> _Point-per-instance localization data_

####

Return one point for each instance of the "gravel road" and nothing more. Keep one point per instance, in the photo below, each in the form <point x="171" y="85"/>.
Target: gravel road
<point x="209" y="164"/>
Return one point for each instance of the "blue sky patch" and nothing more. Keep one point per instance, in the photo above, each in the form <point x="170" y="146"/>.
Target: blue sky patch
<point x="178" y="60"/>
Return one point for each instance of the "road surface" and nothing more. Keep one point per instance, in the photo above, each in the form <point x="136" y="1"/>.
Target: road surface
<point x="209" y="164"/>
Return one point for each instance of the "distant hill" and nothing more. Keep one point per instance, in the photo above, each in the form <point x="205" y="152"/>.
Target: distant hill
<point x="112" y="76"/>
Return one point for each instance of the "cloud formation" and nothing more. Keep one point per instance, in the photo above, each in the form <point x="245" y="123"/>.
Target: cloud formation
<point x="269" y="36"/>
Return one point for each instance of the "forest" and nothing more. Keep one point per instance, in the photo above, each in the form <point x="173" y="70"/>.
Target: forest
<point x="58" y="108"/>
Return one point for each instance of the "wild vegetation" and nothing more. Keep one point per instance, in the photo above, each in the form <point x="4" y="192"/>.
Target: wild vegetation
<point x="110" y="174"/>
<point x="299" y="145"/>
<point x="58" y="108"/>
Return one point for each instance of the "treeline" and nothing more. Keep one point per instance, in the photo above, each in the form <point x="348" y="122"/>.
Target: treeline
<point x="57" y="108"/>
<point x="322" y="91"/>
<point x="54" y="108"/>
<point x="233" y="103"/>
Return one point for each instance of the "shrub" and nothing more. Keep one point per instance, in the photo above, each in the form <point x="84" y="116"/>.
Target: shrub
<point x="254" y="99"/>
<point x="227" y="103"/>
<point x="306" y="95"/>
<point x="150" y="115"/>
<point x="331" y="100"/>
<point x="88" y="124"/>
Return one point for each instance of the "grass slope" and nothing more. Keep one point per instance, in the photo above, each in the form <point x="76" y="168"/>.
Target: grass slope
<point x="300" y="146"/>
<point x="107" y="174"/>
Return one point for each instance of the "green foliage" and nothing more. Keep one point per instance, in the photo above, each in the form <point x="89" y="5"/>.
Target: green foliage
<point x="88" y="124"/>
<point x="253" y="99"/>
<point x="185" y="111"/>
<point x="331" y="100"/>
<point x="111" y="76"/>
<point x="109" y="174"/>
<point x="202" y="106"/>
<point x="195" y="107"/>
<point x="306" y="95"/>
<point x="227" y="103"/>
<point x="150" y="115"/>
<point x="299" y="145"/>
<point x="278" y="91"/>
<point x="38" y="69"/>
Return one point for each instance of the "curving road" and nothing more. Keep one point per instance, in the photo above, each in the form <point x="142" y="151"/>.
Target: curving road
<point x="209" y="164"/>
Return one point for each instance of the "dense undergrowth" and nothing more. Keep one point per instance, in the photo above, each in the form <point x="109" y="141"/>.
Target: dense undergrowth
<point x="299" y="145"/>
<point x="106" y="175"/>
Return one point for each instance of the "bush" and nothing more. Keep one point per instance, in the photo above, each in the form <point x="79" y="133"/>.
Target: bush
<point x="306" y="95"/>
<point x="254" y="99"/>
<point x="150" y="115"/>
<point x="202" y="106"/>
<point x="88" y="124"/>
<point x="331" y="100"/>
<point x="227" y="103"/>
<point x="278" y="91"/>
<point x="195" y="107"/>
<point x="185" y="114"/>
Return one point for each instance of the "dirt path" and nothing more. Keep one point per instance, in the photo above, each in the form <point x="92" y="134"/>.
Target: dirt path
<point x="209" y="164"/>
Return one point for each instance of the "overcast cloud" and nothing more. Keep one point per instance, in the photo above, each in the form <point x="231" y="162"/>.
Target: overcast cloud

####

> _The task_
Please output every record exactly as it appears.

> _Problem solution_
Return one point for each instance of the "gravel road" and nothing more. Keep one point per instance, in the photo below, each in the form <point x="171" y="85"/>.
Target: gravel road
<point x="209" y="164"/>
Return one point for each instance of the "blue sky patch" and nothing more. Keep one point per instance, in the photo above, each in the form <point x="170" y="146"/>.
Target: blue sky patch
<point x="178" y="60"/>
Return one point for each instance of the "road surface" and nothing more. Keep one point per instance, in the photo above, each in the form <point x="136" y="1"/>.
Target: road surface
<point x="209" y="164"/>
Return one point for each instance of the "distant hill" and nothing more. Keep one point per instance, in the photo above, each in the form <point x="205" y="152"/>.
Target: distant hill
<point x="112" y="76"/>
Return one point for each instance of the "cloud formation" and nothing more. Keep one point per instance, in the photo above, each in the form <point x="245" y="123"/>.
Target: cloud formation
<point x="269" y="36"/>
Return one point for each instance of the "forest" and nothing more. Keep one point per instance, in the photo above, each in the form <point x="173" y="70"/>.
Target: forest
<point x="58" y="108"/>
Return one point for each instance of the "wild vegetation" and nothing more. Keep one point per instance, in the photo above, each in the form <point x="4" y="192"/>.
Target: wild vegetation
<point x="110" y="174"/>
<point x="299" y="145"/>
<point x="58" y="108"/>
Return one point for each instance of the "treeline" and nothing more. Keep one point per instance, in the photo above, each in the form <point x="348" y="122"/>.
Target: treeline
<point x="57" y="108"/>
<point x="322" y="91"/>
<point x="54" y="108"/>
<point x="233" y="103"/>
Return one point for each instance of the "shrub" and nothing more. Keep one point per instance, in the photo above, each in the form <point x="84" y="116"/>.
Target: shrub
<point x="254" y="99"/>
<point x="227" y="103"/>
<point x="306" y="95"/>
<point x="150" y="115"/>
<point x="331" y="100"/>
<point x="88" y="124"/>
Return one point for each instance of the "grass slope" and nothing more. Keep one point per instance, in the photo above, each in the form <point x="76" y="168"/>.
Target: grass slope
<point x="300" y="146"/>
<point x="107" y="174"/>
Return one point for each instance of the "green foliage" and nothing more. Keep one point per instance, in the photo above, each in the form <point x="89" y="5"/>.
Target: green foliage
<point x="88" y="124"/>
<point x="253" y="99"/>
<point x="185" y="111"/>
<point x="331" y="100"/>
<point x="111" y="76"/>
<point x="109" y="174"/>
<point x="202" y="106"/>
<point x="195" y="107"/>
<point x="306" y="95"/>
<point x="227" y="103"/>
<point x="150" y="115"/>
<point x="299" y="145"/>
<point x="278" y="91"/>
<point x="38" y="69"/>
Return one point for each instance of the "curving road" and nothing more. Keep one point per instance, in the photo above, each in the form <point x="142" y="151"/>.
Target: curving road
<point x="209" y="164"/>
Return one point for each instance of the "dense undergrowth" and nothing more. Keep one point per instance, in the photo above, each in the form <point x="109" y="141"/>.
Target: dense undergrowth
<point x="299" y="145"/>
<point x="106" y="175"/>
Return one point for each instance of the "bush" and nothing more. Keep one point per instance, in the photo above, each in the form <point x="79" y="133"/>.
Target: bush
<point x="306" y="95"/>
<point x="254" y="99"/>
<point x="150" y="115"/>
<point x="202" y="106"/>
<point x="88" y="124"/>
<point x="331" y="100"/>
<point x="227" y="103"/>
<point x="278" y="91"/>
<point x="195" y="107"/>
<point x="185" y="114"/>
Return one point for each instance of the "dirt path" and nothing more. Keep one point per instance, in the photo above, each in the form <point x="92" y="134"/>.
Target: dirt path
<point x="209" y="164"/>
Return one point for each instance of the "overcast cloud" and nothing more. Keep one point per instance, in the photo above, each in the form <point x="231" y="162"/>.
Target: overcast cloud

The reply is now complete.